▸ **Directions for this task**
Judge whether each statement agrees with the passage on foam rolling, giving yes or no and quoting the passage's deciding words. 1. The program has been applied to clients over the past fifteen years. 2. The program calls for thirty minutes of foam rolling per day. 3. The passage fully explains what fascia is.

▸ **Extract provided**
########################################
Kristen and I are not alone in our results. Over the course of the past fifteen years, I have applied this same program to everyone from top pro athletes to celebrities to everyday people of all shapes and sizes. Across the board, everyone who has completed my foam rolling program has undergone a complete transformation not only physically but also mentally and emotionally. Even more than seeing clients who transform their physique, I love to watch clients use this program as a means of combating and resolving chronic pain. It’s like giving someone the gift of freedom.
I know it sounds like hocus-pocus that ten minutes per day of foam rolling can lead to such transformative results, but there’s actually a proven science to the program I’ve designed. The foam roller works in a way that nothing else on the market right now does because it targets a newly discovered organ: fascia, or connective tissue. We’re ultimately working with the fascia on the foam roller, and that’s why this technique is so innovative. We’ll delve into what fascia is and why it matters in the next chapter, but for now, suffice it to say that the science and medical communities really only came to discover fascia and its role in our physiology in the past decade—2006, to be exact. Working with fascia is still a revolutionary, cutting-edge approach to fitness, as it essentially offers a means to simply and effectively reshape the body.
########################################
▸ **Record extracts**
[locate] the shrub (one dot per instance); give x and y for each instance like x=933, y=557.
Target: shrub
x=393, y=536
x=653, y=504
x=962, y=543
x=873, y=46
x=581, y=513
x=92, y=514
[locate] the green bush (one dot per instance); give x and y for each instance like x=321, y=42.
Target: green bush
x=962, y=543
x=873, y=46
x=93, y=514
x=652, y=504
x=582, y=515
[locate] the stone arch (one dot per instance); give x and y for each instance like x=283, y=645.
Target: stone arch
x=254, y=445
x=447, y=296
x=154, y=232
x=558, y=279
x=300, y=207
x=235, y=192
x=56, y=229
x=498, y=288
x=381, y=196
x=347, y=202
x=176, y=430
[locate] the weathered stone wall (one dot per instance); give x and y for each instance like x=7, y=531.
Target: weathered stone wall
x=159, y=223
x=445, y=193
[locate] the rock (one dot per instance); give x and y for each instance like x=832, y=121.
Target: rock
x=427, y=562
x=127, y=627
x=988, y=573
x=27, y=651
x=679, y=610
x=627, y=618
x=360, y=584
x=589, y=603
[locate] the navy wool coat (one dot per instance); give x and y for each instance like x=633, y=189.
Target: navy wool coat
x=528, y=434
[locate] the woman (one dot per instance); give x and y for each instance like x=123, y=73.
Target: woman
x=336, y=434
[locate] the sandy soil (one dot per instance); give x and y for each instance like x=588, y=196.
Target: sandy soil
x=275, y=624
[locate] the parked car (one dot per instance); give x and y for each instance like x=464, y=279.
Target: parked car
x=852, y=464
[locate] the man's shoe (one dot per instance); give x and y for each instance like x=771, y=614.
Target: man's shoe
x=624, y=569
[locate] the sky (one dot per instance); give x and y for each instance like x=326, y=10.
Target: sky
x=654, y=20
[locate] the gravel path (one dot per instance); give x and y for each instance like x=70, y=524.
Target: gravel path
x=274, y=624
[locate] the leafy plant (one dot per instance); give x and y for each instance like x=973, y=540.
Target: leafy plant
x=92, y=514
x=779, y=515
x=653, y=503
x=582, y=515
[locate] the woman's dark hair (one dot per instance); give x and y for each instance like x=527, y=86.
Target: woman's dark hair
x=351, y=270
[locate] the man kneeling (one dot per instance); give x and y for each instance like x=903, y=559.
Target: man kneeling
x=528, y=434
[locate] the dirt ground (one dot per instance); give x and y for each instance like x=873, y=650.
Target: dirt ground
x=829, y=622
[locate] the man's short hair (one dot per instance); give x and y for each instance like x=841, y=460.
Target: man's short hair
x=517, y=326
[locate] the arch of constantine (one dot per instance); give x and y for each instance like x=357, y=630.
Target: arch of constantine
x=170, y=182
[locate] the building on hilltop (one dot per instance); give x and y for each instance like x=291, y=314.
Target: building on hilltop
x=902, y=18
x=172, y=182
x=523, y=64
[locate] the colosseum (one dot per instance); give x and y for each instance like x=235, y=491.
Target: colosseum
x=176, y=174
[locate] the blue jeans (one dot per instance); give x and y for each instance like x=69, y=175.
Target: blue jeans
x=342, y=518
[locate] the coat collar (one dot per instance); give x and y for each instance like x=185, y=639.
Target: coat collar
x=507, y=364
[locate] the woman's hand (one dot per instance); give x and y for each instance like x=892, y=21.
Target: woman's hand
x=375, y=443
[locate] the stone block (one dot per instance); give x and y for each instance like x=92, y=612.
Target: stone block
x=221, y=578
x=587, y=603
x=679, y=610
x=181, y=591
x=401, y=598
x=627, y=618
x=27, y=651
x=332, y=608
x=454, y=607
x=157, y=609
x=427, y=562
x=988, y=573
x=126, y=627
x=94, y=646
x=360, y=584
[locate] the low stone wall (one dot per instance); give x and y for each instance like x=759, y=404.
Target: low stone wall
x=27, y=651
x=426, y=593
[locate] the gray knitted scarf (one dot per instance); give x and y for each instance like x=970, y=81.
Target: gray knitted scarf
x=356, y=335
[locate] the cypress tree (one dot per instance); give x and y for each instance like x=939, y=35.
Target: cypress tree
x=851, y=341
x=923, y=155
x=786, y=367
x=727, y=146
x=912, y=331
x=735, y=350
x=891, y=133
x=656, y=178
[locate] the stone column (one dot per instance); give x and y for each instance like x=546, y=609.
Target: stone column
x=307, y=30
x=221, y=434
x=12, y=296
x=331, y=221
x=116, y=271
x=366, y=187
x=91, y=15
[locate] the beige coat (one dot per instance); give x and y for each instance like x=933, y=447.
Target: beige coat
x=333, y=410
########################################
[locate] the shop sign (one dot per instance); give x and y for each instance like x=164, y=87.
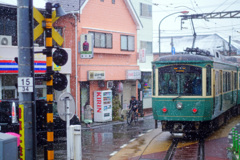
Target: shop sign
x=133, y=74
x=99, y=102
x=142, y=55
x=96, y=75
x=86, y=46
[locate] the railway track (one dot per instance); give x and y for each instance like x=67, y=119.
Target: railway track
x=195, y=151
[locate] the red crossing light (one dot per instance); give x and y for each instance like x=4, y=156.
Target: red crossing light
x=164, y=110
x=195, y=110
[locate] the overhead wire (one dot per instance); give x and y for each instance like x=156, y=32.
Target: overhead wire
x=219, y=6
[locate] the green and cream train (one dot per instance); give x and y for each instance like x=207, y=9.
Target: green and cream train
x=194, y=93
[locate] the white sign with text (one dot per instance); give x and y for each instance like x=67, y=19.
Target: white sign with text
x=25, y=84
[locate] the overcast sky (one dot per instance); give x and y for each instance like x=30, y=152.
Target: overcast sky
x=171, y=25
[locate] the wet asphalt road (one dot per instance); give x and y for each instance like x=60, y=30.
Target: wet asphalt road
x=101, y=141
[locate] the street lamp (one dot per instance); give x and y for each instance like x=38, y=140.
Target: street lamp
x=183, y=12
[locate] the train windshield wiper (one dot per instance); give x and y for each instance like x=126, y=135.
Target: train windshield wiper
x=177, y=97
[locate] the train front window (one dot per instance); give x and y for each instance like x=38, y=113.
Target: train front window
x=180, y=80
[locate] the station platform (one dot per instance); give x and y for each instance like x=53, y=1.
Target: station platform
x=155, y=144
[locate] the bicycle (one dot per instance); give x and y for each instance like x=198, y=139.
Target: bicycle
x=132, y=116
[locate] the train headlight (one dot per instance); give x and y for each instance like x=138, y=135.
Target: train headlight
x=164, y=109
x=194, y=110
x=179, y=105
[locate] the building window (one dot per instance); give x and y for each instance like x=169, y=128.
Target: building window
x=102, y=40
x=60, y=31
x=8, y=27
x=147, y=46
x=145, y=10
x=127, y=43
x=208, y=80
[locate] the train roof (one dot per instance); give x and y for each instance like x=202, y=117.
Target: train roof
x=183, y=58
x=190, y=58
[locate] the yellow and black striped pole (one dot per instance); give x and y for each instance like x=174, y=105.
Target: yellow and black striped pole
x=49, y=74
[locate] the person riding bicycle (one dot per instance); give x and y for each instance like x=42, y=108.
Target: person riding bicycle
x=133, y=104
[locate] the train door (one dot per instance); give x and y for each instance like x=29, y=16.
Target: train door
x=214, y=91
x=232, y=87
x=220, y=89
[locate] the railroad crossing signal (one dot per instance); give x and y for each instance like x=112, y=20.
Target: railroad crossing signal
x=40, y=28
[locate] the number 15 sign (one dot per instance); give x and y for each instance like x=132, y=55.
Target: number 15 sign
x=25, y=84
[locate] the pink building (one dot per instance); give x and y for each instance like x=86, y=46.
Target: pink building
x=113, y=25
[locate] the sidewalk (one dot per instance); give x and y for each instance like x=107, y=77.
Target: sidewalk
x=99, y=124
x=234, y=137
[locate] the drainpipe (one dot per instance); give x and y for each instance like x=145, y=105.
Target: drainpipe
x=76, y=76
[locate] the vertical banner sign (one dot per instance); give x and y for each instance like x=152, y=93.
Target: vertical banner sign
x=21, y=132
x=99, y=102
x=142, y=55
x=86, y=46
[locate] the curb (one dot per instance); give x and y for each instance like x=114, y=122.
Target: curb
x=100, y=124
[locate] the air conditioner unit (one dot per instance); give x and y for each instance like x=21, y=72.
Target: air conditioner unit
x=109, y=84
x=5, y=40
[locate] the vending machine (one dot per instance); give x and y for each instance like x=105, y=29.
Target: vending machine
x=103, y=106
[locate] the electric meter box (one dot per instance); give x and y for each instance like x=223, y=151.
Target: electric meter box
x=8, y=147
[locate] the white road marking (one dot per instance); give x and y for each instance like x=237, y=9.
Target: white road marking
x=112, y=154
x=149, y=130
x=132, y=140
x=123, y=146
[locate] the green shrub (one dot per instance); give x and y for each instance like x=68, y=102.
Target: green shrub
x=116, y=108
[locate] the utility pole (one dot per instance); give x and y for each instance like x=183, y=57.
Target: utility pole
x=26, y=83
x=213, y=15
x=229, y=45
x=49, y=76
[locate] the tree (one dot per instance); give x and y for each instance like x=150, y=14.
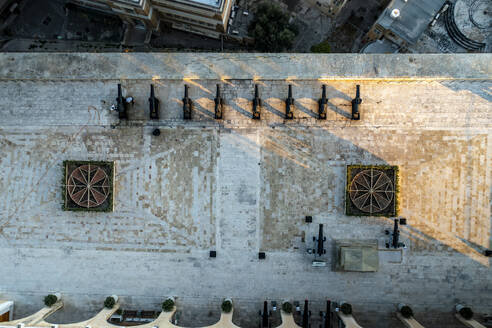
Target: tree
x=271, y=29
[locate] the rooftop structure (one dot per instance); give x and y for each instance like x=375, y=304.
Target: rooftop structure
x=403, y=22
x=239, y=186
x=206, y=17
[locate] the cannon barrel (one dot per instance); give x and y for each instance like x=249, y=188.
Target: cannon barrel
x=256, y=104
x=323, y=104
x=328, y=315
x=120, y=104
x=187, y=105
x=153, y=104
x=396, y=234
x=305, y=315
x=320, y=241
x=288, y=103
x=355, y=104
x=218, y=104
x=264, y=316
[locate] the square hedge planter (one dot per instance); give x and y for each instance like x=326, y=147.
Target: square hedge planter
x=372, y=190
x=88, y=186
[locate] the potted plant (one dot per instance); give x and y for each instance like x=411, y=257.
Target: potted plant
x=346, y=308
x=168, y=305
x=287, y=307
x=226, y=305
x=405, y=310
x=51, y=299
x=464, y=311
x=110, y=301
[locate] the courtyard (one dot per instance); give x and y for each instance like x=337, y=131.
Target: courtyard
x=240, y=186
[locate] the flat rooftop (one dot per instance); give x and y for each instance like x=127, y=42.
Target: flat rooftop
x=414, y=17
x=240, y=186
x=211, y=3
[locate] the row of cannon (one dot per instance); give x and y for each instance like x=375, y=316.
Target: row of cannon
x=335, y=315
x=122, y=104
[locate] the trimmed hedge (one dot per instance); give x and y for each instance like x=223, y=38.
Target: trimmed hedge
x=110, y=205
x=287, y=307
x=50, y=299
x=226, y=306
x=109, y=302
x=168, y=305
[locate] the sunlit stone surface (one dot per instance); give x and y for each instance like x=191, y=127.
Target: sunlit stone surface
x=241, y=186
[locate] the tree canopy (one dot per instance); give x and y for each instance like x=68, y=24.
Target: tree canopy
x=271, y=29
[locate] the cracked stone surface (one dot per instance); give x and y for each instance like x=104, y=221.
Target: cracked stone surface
########################################
▸ **Answer box**
1. Yes: "Over the course of the past fifteen years, I have applied this same program"
2. No: "ten minutes per day of foam rolling"
3. No: "We’ll delve into what fascia is and why it matters in the next chapter"